▶ [Selected excerpt]:
────────────────────────────────────────
The mindset is not from the comic, but the use of the character. Willy only appears in a few strips. Dilbert is trying to get something from some officious, obstructionist ass. When he asks what he needs to do to get whatever it was he was asking for, the reply was "BRING ME THE HEAD OF WILLY THE MAIL BOY!"

Needless to say, the mindset of someone calling themselves Willy is that they feel like the enemies you have to kill so many of to get some meaningless quest item in a game. The day I claimed that name was not a particularly high self-esteeem day, lo those many years ago. The name just stuck after that.
Reply #294 Top
Re: post 288

Lets say it again - a merchant can be bound by terms he didn't see, a consumer can't be bound without signing something (Or an electronic Equivalent).
End of quote


Zeidenberg would have been considered a consumer, not a merchant (that is, if anyone had brought up the topic). At the time of the first purchase, he had not yet formed the corporation to resell the information.

And as I said previously, the EULA is not binding on purchase, but on installation. There is no reason to assume the person paying for the box is going to be the one playing the game. And when you install, you DO electronically sign the EULA.

First of all - I've just gone through 12 pages of thread looking for even one reference to any link on the box and failed to find it so frankly you're going to have to back that up
End of quote


You apparently didn't look very hard, then. Part of post #240 (by me, of course):

"The use of this software product is subject to the terms of an End User License Agreement available at http://www.worldofwarcraft.com/legal/eula.html, and all use of the product is subject to the World of Warcraft Terms of Use which you must accept before you can register an account. Requires subscrition to play. Internet connection required. Additional online fees and subscription fees may apply, and player is responsible for all applicable Internet and subscription fees."
────────────────────────────────────────
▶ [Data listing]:
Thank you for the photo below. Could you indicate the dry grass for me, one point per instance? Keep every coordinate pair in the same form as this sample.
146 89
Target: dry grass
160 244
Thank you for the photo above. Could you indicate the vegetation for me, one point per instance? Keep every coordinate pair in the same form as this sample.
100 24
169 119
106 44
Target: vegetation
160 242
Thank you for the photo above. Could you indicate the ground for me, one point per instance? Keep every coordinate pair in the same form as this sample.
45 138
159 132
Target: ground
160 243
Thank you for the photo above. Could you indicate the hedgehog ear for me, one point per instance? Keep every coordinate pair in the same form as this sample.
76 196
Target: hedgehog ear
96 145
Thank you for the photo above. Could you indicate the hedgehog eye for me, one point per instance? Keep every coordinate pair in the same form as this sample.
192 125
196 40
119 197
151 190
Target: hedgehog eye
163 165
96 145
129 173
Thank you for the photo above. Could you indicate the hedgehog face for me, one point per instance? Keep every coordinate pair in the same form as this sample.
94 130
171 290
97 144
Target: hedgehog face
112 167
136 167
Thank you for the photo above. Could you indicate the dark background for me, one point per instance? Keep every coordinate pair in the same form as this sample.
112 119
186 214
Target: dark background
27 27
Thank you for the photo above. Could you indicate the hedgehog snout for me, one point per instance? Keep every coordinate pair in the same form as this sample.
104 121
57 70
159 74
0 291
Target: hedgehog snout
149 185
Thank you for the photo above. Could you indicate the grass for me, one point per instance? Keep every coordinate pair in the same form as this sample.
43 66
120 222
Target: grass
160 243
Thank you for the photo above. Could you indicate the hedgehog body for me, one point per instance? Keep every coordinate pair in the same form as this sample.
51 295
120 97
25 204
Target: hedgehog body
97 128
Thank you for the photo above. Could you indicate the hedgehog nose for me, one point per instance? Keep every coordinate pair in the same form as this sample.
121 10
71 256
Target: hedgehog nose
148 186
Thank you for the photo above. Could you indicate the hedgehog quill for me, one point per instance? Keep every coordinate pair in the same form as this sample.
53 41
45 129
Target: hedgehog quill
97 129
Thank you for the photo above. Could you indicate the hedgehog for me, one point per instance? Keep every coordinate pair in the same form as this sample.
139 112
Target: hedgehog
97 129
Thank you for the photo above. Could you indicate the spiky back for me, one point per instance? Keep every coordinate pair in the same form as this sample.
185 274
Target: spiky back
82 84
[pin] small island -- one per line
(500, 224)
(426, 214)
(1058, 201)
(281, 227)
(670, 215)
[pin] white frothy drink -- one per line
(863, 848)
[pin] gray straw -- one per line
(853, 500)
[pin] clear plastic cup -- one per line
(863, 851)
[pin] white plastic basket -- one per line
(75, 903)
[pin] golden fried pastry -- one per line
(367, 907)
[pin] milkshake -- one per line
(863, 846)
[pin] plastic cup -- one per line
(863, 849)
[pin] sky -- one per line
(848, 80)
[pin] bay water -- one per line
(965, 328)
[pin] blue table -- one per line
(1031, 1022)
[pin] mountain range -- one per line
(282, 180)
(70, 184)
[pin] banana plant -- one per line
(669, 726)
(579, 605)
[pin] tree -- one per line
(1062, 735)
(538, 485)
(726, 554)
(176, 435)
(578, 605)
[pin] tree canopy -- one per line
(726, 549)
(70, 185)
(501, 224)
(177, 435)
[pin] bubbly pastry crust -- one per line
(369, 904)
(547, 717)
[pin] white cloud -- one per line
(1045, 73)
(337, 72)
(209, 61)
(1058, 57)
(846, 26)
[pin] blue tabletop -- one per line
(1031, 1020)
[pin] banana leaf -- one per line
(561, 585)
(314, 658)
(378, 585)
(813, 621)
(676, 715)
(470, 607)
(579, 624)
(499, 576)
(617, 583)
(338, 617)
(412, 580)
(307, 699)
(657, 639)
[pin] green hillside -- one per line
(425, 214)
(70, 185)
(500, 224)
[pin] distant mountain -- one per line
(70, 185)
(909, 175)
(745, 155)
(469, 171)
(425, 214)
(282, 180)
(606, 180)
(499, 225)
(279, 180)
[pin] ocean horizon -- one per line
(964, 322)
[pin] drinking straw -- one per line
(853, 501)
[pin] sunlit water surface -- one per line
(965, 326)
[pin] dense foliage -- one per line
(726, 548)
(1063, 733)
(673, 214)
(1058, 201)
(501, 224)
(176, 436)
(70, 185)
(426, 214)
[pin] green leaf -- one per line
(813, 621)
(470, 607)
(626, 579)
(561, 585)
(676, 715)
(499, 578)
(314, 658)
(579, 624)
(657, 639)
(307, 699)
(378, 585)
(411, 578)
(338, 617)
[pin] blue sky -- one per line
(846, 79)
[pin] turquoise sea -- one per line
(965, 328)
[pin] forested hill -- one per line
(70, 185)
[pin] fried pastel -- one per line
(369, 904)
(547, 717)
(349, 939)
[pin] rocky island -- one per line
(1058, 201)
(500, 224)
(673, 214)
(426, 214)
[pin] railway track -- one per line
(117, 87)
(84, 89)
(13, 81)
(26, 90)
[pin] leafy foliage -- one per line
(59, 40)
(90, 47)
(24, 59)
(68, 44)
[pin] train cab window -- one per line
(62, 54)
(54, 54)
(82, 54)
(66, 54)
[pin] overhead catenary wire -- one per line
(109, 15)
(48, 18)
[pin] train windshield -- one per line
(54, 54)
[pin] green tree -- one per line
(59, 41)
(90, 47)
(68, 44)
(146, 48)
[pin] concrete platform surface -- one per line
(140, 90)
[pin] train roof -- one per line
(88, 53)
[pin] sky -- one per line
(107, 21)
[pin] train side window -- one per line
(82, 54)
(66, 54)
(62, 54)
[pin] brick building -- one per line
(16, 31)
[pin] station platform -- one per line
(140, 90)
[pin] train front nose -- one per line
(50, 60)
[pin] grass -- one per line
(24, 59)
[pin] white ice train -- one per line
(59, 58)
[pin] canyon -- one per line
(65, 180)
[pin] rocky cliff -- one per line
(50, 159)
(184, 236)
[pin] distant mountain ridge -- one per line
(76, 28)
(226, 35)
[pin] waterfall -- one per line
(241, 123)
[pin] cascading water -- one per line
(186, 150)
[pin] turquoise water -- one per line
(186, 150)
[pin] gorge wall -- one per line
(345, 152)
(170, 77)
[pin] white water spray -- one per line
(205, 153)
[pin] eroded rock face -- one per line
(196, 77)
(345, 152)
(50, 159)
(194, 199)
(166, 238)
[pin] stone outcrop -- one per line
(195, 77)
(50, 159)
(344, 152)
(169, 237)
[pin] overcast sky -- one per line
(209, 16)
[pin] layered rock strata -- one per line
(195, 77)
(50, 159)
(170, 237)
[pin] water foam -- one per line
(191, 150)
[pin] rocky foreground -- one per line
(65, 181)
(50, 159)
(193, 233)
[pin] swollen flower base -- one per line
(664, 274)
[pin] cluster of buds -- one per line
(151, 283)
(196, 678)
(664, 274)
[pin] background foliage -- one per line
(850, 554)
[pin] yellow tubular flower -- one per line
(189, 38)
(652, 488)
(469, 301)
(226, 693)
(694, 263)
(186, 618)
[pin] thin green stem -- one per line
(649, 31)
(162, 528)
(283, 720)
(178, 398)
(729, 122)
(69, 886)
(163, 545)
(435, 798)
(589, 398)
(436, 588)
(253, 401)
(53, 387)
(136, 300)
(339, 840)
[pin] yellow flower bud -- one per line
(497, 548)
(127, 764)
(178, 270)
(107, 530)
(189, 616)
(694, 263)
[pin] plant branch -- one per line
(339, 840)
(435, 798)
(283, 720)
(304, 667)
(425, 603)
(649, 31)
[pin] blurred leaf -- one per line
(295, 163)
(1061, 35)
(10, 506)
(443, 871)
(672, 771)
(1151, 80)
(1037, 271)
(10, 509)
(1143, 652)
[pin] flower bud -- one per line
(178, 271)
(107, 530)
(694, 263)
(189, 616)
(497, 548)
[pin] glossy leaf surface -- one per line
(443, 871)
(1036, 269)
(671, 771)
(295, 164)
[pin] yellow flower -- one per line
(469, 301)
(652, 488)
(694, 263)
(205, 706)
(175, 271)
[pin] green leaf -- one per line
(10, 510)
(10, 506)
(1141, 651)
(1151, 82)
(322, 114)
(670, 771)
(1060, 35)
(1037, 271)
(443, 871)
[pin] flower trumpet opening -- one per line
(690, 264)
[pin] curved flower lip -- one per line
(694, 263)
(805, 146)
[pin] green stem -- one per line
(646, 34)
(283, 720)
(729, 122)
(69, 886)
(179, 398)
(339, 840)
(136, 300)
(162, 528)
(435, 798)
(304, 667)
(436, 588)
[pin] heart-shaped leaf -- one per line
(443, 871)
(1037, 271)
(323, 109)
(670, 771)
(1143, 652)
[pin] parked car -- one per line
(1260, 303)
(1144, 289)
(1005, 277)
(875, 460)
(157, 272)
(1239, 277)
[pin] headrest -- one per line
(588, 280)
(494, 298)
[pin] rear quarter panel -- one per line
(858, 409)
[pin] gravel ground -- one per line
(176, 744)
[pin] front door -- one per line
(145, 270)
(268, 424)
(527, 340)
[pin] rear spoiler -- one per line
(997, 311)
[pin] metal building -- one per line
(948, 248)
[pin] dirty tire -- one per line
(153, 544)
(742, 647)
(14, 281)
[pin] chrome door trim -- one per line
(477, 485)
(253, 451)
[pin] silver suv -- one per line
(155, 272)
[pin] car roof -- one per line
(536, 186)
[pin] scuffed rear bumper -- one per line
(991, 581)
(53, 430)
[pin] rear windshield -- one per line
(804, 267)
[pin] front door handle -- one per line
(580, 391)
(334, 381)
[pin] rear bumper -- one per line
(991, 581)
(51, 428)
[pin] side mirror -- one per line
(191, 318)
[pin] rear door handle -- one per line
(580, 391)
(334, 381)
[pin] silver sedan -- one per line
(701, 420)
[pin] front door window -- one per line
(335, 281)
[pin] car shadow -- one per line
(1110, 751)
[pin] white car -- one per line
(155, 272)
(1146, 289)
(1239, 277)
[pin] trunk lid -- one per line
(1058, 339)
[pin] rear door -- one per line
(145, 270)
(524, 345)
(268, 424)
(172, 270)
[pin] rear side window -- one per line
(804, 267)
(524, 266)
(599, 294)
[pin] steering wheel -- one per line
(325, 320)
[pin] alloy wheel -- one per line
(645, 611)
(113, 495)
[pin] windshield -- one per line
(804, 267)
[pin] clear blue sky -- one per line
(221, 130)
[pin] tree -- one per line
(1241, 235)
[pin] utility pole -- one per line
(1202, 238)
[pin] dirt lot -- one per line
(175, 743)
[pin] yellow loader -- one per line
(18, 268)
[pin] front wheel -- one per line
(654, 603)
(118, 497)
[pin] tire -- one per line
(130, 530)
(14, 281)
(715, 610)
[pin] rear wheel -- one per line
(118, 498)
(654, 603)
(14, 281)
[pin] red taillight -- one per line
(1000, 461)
────────────────────────────────────────
▶ [Required actions]:
- a) Transcribe the part of the forum thread on software license agreements that opens with the words containing "Reply #294 Top" and closes with "resell the information.".
- b) Pick up the forum thread on software license agreements where it stops and keep writing it.

▶ [Answers in order]:
- a)
Reply #294 Top
Re: post 288

Lets say it again - a merchant can be bound by terms he didn't see, a consumer can't be bound without signing something (Or an electronic Equivalent).
End of quote


Zeidenberg would have been considered a consumer, not a merchant (that is, if anyone had brought up the topic). At the time of the first purchase, he had not yet formed the corporation to resell the information.

- b)
Second of all - since there has been no argument that the EULA's we're talking about would only be feasible because of this presumed link to an online EULA or a TOS agreement (Well, actually *I* made some arguments regarding the separateness of the TOS, but I don't think anyone else has), indeed the supporters of this have been quite clear that these EULA's apply to *all* software including one, that point is kinda irrelevant.
End of quote


I have agreed with that. The EULA is entirely separate from the TOS. You need to agree to the EULA in order to install the program, and the TOS agreement is necessary to create an account and use their servers. In that way, the EULA is a necessary precondition of the TOS, but that's the limit of their connection.
Reply #295 Top
http://www.worldofwarcraft.com/legal/eula.html

Took all of 4 seconds to find it by typing in "WOW eula agreement" to the address bar in firefox.

Not to mention its listed on the box, as I had said earlier in the thread.

Also the TOS link is contained within the EULA page. http://www.worldofwarcraft.com/legal/termsofuse.shtml

Since you refused to spend the initial 4 seconds to look up the EULA. heres the link to the TOS as well.


The information is there and available with little to no effort.

Any argument of " there was no reference to it on the box is moot. As It has been established it was there. I have the game, i see the print on the side of it. As for the argument even if it wasn't there?. It falls under common knowledge. 99% or better of gamers know all new games come with an EULA, so to say "if theres no warning of one on the box then I had no idea it had one". Is about as strong of an argument that, buying a gun from a pawn shop should come with a warning not to shoot your self in the foot.

Its common knowledge and common sense.
End of quote


The statement was "As it has been repeadtily said" - which in many places would be commonly assumed to imply "Recently, in this thread" - not, mayhap, in another conversation, someplace else, in an alternate universe.

I assumed he hadn't been lying about it being on the web or that the URL for that website was on the box. I said

A) after searching with several search terms for 'link', 'box', etcetera I saw no evidence of this being repeatedly said. Willy has been kind enough to reference the fact that it was is fact brought up once, by him, in Post #240 - Thank you sir. That said - 1/291 or aprox 0.3436% of posts referenced this fact.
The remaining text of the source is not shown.